DATA SUPPLIED ::
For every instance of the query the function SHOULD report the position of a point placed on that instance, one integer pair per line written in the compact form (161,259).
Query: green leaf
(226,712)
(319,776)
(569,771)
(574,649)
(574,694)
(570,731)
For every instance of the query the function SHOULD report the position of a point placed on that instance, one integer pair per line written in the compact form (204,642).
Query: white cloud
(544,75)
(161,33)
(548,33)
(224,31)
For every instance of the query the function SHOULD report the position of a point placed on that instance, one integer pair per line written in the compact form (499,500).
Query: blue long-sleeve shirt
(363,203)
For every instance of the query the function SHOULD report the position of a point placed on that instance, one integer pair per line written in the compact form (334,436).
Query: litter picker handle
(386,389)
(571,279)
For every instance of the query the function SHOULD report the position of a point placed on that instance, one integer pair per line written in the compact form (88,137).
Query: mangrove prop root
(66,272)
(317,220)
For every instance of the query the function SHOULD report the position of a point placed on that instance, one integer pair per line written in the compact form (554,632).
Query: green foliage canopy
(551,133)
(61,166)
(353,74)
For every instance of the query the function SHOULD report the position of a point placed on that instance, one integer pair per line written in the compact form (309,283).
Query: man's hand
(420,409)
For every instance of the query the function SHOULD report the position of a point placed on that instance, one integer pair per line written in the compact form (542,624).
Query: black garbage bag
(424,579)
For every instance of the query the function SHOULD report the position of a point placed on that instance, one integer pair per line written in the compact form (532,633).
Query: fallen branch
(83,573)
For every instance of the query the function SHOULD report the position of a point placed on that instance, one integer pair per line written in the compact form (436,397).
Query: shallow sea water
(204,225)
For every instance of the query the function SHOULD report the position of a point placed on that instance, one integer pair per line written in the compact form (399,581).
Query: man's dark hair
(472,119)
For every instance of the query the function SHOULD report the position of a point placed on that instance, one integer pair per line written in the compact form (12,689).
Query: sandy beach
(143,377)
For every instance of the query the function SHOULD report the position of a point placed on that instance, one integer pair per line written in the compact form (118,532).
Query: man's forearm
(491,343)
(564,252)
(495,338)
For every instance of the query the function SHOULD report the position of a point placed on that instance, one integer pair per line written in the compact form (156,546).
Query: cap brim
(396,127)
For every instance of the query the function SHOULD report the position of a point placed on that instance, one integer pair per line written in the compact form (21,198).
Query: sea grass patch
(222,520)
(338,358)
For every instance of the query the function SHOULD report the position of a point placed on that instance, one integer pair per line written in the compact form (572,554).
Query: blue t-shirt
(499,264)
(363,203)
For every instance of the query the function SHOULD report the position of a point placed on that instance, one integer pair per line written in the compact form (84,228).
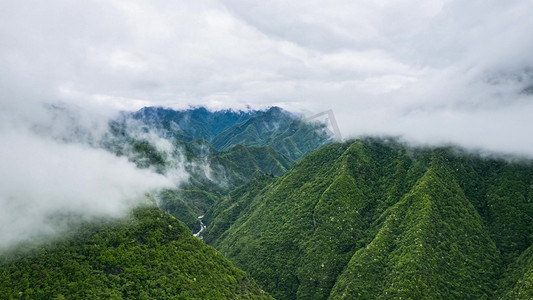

WHAT THE EXERCISE ASKS :: A word-for-word transcript of the entries above is needed, with pictures removed.

EXERCISE ANSWER ::
For every instance of the query the function SHOULD report the position of a point placed on that instance, one integer pair per line written in the compact form (161,259).
Query: green leaf
(226,712)
(319,776)
(569,771)
(574,649)
(574,694)
(570,731)
For every instance of the query the function SHOULD report the position of a point placed on that instance, one integer pair per line written in the compact form (204,642).
Query: white cloud
(544,75)
(161,33)
(548,33)
(224,31)
For every instance of the query the function SHOULD report the position of a point placed on that instance, one integer pair per line written in the compact form (499,500).
Query: blue long-sleeve shirt
(363,203)
For every instance of the query the function SHOULD report the position of a point placed on that instance, one integer pair per line written in the compact form (334,436).
Query: litter picker handle
(386,389)
(571,279)
For every instance of the query the function SHOULD report the position of a point placed on that instance, one integer pair per line written in the compact form (88,137).
Query: mangrove prop root
(66,272)
(317,220)
For every instance of the query the function SHOULD report the position of a point placed on that instance, one integer pair per line written in the compact form (554,632).
Query: green foliage canopy
(551,133)
(61,166)
(353,74)
For every instance of the query the function SHOULD report the position of a point placed on that instance, one integer pair per line written in the compact form (309,283).
Query: man's hand
(420,409)
For every instance of the query the function SHOULD report the position of a point placed on that instance, one integer pair per line written in the compact form (542,624).
Query: black garbage bag
(424,579)
For every instance of the query the function SHOULD report the position of a point placed on that instance, one integer pair per line written in the compact form (532,633).
Query: fallen branch
(83,573)
For every instance of the query the function SHOULD report the position of a point placed on that instance, one integer pair per line written in the compact form (436,397).
Query: shallow sea water
(204,225)
For every instance of the query the function SHOULD report the position of a point placed on that instance, one integer pair per line written in the compact form (399,581).
Query: man's dark hair
(472,119)
For every instance of the query the function SHOULD report the position of a point placed on that instance, one integer pair per line written in the compact form (12,689).
Query: sandy beach
(143,377)
For every instance of the query the function SHOULD report the position of a point placed on that instance, one integer pair per line written in the compact form (118,532).
Query: man's forearm
(491,343)
(564,252)
(495,338)
For every instance of the query the function SHOULD report the position of a point placed on that instance, one integer pair per line written in the compact form (156,546).
Query: cap brim
(396,127)
For every instance of the query the function SHOULD report the position of a point placed on that instance, one integer pair per line written in the compact form (21,198).
Query: sea grass patch
(222,520)
(338,358)
For every instance of the query the function SHOULD report the position of a point placed on that instance, one integer pair per line written in the compact form (572,554).
Query: blue t-shirt
(499,264)
(363,203)
For every instance of the query the function SHOULD report the position of a point placed on that instance, one integer pair per line written in the compact form (84,228).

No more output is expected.